>> start PASSAGE

Temperatures for the season are highly likely (above 75%) to be above average across most of the country with the exception of northern NT and northern WA. Rainfall has a high (greater than 65%) chance of being drier than normal across most of the southern two-thirds, with a very high (greater than 75%) in the SE quarter of the country.
The full Outlook is here, and there's a good video explaining it all.
Ex-Tropical Cyclone Alfred still causing problems
Heavy rain continues to fall along the southern Gulf of Carpentaria coast in QLD from the remnants of the short-lived Tropical Cyclone Alfred. This slow-moving and peripatetic system has been hovering around parts of the southern Gulf for over a week. Mornington Island in the SE Gulf has recorded 731.2mm in the 10 days to 09.00EST today which is an average of three inches per day in the old money. 450.6mm has fallen in the past four days. Their largest 24-hour fall was 158.8mm to 09.00 this morning, and they have had three other days with over 100mm.
Fortunately, the rain has been very coastal so there has been little main river flooding. However 268mm of rain at Borroloola NT, close to the coast just west of the NT/QLD border, in two days to 09.00 last Monday caused the bridge over Rocky Creek to partly collapse, cutting the town in two and closing the main Carpentaria Highway. A full story and photos at ABC News.
Climate change a side issue as blackouts fire arguments
Events on Monday and Wednesday have taken some of the puff out of the stoush between the Commonwealth and South Australian Governments over SA's increasing reliance on renewable energy. It has been maintained that this reliance was the main cause of the blackout of 28 September last year which threw almost the whole state into darkness.
Counter arguments say it was the result of unprecedented storm damage to infrastructure followed by a cascading failure of the transmission network. Several enquiries have been held while others are ongoing, but the event has acted as a political touchpaper. Wikipedia gives a detailed account of the story so far.

>> end PASSAGE
>> start DATA SEGMENT

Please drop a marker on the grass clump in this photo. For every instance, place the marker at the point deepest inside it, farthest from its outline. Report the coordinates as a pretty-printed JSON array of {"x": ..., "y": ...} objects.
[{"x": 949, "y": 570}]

>> end DATA SEGMENT

**GIVEN REQUEST 1:**
Answer these questions from the Australian weather report:
(a) How much rain did Mornington Island record in the 10 days to 09.00EST today?
(b) What structure partly collapsed after the rain at Borroloola?
(c) On what date did the South Australian blackout happen?
**GIVEN REQUEST 2:**
Write the next paragraph of the Australian weather report, picking up after its final sentence.

**EXERCISE RESPONSE 1:**
(a) 731.2mm
(b) The bridge over Rocky Creek
(c) 28 September last year

**EXERCISE RESPONSE 2:**
A further blackout in SA on 8 February during a heatwave that caused 90,000 households to lose power for at least 45 minutes due to a surge in demand again drew recriminations about reliance on renewable energy. Last week, the Australian Energy Market Operator (AEMO) released a report saying that the gas plant at Pelican Point SA had not been available to meet the shortfall and that 100MW had had to be shed to protect the network. But inexplicably 300MW were shed. Renewable energy was not involved.
It turns out the extra 200MW were wrongly offloaded as a result of a computer glitch, blacking out two-thirds of the 90,000 properties. SA Power Networks knew within minutes that its computer system was at fault, but it stayed silent for a week and a half while the renewables argument raged back and forth. The Guardian gives an entertaining blow-by-blow description of the action at a Senate select committee hearing on Monday when SA Power Networks was called in for questioning.
Yesterday, AEMO released a report into why the NSW electricity network had been under such stress during the heatwave between 8 and 10 February. So dire was the situation that at one point the spot price for electricity had risen to $14,000/KWh, and power had to be urgently reduced to Tomago Aluminium which consumes 10% of the state's power output. Matt Howell, chief executive of Tomago, told ABC News "$14,000/MWh is equivalent to paying close to $400 a litre for fuel. If we had to pay that amount for fuel there would certainly be a community backlash, so why do we allow the electricity market to get that far out of kilter?"
The cause of the power reserve shortfall was found to be outages at two gas-powered plants and reduced output from two coal-fired plants. Renewable energy was again not involved.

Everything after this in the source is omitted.